Data provided:
========================
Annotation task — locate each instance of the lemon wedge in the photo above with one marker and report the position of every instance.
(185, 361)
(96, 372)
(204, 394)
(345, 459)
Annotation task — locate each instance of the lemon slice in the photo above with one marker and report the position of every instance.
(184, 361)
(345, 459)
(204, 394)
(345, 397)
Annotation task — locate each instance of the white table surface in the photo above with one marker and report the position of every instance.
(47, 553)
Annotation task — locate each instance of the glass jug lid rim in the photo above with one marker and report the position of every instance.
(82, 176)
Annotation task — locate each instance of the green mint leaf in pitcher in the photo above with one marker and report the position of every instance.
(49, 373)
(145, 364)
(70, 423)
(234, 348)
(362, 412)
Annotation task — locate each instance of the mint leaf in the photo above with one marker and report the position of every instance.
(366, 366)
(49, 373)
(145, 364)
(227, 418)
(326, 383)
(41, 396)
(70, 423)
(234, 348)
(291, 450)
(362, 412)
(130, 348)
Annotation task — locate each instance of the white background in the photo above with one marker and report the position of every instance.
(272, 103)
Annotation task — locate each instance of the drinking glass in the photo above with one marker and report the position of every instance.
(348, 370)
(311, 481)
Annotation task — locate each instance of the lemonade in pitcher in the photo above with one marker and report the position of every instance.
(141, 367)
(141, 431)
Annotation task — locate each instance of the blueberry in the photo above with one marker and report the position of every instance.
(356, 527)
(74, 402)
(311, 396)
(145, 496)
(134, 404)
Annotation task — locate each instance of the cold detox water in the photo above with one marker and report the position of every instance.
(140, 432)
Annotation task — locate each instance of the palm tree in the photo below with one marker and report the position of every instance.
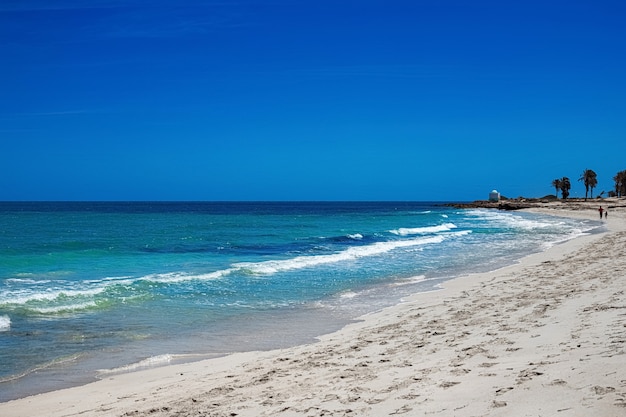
(620, 183)
(565, 187)
(588, 177)
(557, 186)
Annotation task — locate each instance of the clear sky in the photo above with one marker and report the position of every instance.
(309, 99)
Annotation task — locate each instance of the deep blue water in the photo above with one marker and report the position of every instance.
(87, 289)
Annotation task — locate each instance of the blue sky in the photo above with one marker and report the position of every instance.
(308, 100)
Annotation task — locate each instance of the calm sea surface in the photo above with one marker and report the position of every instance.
========================
Aim of the exercise: Retype each entry precisely. Skip images entirely.

Full output:
Annotation task — locate each instance of the lemon wedge in the photo above with one marker and report the position of every instance.
(185, 361)
(96, 372)
(204, 394)
(345, 459)
Annotation task — locate each instance of the lemon slice in the photo above with one marker and report the position of every instance.
(184, 361)
(345, 459)
(204, 394)
(345, 397)
Annotation task — locate each instance of the white table surface in the photo above with one marker and report the position of every instance.
(47, 553)
Annotation task — locate each instance of the glass jug lid rim in the photo above with one marker and report the position of every instance.
(82, 176)
Annotation task — locate each instance of the green mint leaf in pitcher in the photo above with one marker and report the position of every instance.
(49, 373)
(145, 364)
(70, 423)
(234, 348)
(362, 412)
Annotation task — locate each instance of the mint leaf in the photo above with one marker and report the position of every instance.
(366, 366)
(49, 373)
(145, 364)
(227, 418)
(326, 383)
(41, 396)
(70, 423)
(234, 348)
(291, 450)
(362, 412)
(130, 348)
Annotation task — locate each instance of the white background in the photo above with one marker and report the position of every instance.
(272, 103)
Annotation task — locate each instance of the drinking glass in the photo above with one marker and report the position of every instance.
(348, 370)
(311, 481)
Annotation task — locate each instance of the lemonade in pitcher in the photo above with one marker and report the position of every instance.
(141, 367)
(141, 431)
Annotation task — locate each instance of the blueberry in the photo above with one marker and report the position of every instance.
(356, 527)
(74, 402)
(311, 396)
(145, 496)
(134, 404)
Annotation task — locate each instance of the cold detox water in the photo above with one marker and report the position of every instance.
(140, 432)
Annotation task — locate each instance of the palm tree in the photo below with one marker and report the position of every instance.
(620, 183)
(565, 187)
(588, 177)
(557, 186)
Annotation task — locate each instance of the clear sky in the photo above with one marker and report the position of every instance.
(309, 99)
Annotation task — locate each instance of the deep blue water in the photo above with one marker and report the position of every instance.
(87, 289)
Annotation task — locate each instance of the blue sky in the photo above with one marker and report the position of every instance.
(308, 100)
Annotation task — locate each instance of the calm sea surface in the photo above with one marker and report the position of every instance.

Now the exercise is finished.